Page text
# the not so stealth...stealth dry box



## Dubbaman

Today i made my dry box. It wasn't free as i had hoped but most of the things need to make it i already had the ones i didn't could be found at any local hardware store and cost less than $10 for all i didn't already have:holysheep:  but heres what you'd need and how i did it

items used 

1.(1) 38 gal tub with lid
2.(1) 4" fan (80cfm)
3.(1) 36" x 84" roll of fiberglass screen
4.(5) 1/4" x 48" dowel rods

tools needed 

1. drill with 1/4" bit and a 3/8" bit
2. knife
3. scissors
4. stapler with staples
5. hacksaw


steps involved

1. cut all dowels in half
2. cut screen to lengths of 2' x 15"
3. fold cut screen edges back an inch and staple together
4. drill 3/8" holes in bottom side (not underneath) of tub for air intake
5. drill 1/4" holes for dowel rods to slide through
6. slide dowels through stapeled ends of screen
7. put one side of dowel through drilled holes and then the other with the screen in the middle
8. outline fan
9. drill guide holes for fan
10. cut out hole for fan
11. place fan
12. make hole for fan plug
13. fill and start use 

the pics in the thread should show you how it was done but if you have any ??s dont be shy just ask i can and will answer them :hubba:


----------



## Chuck E. Cheeba

awsome DIY ..

[Saved data entries]
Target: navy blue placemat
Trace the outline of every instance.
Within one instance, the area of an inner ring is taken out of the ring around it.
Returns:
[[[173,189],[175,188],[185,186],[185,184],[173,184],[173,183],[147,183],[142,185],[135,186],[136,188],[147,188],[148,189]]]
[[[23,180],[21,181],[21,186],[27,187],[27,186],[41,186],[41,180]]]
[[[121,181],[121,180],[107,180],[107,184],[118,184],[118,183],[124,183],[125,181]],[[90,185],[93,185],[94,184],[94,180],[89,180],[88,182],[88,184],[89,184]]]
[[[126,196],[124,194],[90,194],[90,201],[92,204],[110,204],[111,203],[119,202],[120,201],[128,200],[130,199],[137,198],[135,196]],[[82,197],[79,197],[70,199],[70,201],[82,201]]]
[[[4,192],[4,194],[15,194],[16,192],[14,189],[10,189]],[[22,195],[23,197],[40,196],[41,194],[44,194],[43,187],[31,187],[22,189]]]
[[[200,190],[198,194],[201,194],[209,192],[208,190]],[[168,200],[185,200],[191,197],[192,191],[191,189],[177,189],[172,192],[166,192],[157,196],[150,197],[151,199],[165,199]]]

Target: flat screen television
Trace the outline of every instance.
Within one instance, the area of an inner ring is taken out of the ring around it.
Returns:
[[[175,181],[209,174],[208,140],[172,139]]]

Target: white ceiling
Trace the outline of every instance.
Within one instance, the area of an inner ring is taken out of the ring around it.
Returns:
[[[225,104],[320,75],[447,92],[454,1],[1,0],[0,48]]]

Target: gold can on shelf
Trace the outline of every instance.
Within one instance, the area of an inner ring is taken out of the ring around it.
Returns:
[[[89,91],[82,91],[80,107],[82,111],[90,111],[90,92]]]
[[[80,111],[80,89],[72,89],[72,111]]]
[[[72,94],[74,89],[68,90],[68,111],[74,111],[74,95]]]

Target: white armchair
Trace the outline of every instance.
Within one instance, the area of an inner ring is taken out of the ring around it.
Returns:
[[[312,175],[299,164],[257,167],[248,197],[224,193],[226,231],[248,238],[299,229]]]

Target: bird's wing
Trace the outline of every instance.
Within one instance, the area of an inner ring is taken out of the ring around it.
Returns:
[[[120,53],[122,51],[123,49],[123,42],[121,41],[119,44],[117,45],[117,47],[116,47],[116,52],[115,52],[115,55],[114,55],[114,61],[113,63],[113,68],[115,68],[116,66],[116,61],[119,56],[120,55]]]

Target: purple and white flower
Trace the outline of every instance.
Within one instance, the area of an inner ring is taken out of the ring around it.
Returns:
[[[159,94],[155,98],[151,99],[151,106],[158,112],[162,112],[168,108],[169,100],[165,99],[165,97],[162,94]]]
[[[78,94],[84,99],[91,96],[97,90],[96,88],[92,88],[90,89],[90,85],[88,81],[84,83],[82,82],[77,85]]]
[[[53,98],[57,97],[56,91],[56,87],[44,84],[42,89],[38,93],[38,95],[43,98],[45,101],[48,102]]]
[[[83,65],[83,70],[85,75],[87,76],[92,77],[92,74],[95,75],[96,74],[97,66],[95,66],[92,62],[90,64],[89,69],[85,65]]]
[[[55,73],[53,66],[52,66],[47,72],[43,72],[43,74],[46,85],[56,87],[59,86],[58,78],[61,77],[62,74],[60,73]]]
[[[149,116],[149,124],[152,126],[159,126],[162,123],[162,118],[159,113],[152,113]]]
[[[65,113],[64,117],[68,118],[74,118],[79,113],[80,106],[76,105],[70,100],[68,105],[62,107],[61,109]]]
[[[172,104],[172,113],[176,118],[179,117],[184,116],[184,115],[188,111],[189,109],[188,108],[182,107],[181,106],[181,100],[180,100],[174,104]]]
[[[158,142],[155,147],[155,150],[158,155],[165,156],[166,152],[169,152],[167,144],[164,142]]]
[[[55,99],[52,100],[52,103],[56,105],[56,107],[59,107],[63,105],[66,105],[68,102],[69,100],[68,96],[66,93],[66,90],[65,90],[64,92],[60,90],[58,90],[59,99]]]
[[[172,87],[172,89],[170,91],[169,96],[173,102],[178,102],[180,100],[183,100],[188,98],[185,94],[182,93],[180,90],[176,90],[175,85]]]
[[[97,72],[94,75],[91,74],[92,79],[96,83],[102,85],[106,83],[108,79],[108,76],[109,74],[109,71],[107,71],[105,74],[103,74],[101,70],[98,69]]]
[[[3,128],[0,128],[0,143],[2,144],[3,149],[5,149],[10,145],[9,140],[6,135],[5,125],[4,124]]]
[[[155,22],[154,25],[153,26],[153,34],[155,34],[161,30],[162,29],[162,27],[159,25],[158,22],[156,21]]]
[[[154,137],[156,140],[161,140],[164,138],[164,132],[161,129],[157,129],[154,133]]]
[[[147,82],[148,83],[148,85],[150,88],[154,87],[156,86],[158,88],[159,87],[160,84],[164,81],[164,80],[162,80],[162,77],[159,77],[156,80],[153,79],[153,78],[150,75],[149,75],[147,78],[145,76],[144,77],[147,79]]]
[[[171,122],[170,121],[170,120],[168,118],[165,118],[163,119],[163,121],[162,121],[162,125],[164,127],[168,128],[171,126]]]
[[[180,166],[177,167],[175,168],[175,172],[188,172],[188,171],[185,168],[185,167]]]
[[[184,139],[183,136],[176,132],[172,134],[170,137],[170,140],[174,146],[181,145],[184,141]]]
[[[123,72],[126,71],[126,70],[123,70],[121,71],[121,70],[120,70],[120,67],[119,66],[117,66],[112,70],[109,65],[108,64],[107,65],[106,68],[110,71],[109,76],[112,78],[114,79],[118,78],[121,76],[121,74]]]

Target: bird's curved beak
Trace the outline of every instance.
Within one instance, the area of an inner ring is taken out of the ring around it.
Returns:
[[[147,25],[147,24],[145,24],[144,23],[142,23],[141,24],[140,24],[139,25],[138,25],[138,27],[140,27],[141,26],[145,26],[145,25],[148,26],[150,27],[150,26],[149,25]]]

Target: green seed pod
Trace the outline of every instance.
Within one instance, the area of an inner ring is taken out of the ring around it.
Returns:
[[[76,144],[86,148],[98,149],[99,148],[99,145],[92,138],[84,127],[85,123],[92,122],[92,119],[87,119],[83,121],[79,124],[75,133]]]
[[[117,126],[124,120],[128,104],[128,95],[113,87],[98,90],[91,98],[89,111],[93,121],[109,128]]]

Task list
1. In the dry box thread, what size holes are drilled in the bottom side of the tub for air intake?
2. Give back the part of the dry box thread that opens with the words containing "the pics in" and closes with "awsome DIY ..".

Task answers
1. 3/8" holes.

2.
the pics in the thread should show you how it was done but if you have any ??s dont be shy just ask i can and will answer them :hubba:


----------



## Chuck E. Cheeba

awsome DIY ..